━━ Selected excerpt

10 Questions before starting a Machine Learning POC

37% of organizations have implemented artificial intelligence in some form according to Gartner. Since AI is a a broad category of algorithms covering cognitive, natural language, pattern recognition and other areas, I suspect the number of organizations experimenting with machine learning or deep learning is a lot smaller.

Yet there are daily stories of different organizations benefiting from machine learning algorithms. This week I read about Frito Lay using ML to determine chip texture, MIT reporting on ML used to create extra-delicious basil, and an ML that helps to detect gunfire.

Last week I posted a more futuristic prediction  when software architecture will be driven by machine learning. This week I want to follow up with these more practical steps on getting started with machine learning.

Ten steps to evaluate before starting a machine learning POC


A few months ago, I shared a few of the critical questions that help define winning AI experiments. In this post, I share a more detailed checklist taking you from value, feasibility, solution types, and program management.

Here are the questions:
  1. What is the business value if delivered - Describe and ideally quantify the business outcome first. How does identifying chip texture drive value for Pepsi? How much more basil can be sold if the public recognizes the improvements?  If the business value is small, then I would suggest looking at non-ML options because the cost to experiment with machine learning is relatively high.

━━━━
━━ Supplied information

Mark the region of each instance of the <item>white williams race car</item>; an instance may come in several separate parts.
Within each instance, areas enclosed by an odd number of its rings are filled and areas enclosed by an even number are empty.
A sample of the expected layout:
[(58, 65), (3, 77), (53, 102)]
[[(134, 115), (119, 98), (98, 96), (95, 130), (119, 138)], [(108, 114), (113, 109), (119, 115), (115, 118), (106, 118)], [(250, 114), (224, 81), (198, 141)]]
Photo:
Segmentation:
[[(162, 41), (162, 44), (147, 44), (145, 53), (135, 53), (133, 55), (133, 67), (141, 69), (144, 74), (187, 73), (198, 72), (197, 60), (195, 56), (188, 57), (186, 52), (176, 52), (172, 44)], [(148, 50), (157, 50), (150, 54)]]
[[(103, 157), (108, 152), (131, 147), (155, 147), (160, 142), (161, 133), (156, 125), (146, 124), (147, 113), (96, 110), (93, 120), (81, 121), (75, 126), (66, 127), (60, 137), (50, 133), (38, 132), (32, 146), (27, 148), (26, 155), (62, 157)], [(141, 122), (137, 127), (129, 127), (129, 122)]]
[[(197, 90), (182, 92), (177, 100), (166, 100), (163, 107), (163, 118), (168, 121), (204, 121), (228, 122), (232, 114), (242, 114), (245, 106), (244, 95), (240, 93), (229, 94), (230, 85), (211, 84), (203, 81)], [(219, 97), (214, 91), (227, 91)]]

━━━━

## Tasks
a: According to the machine learning POC post, what percentage of organizations have implemented artificial intelligence in some form, as reported by Gartner?
b: Please rewrite the paragraph of the machine learning POC post that begins "Yet there are daily stories" as a short list, keeping its main facts.
The material has no role in what is asked here.

## Solutions below
a: 37%

b:
Daily stories show organizations benefiting from machine learning algorithms. Examples read this week:
- Frito Lay using ML to determine chip texture
- MIT reporting on ML used to create extra-delicious basil
- An ML that helps to detect gunfire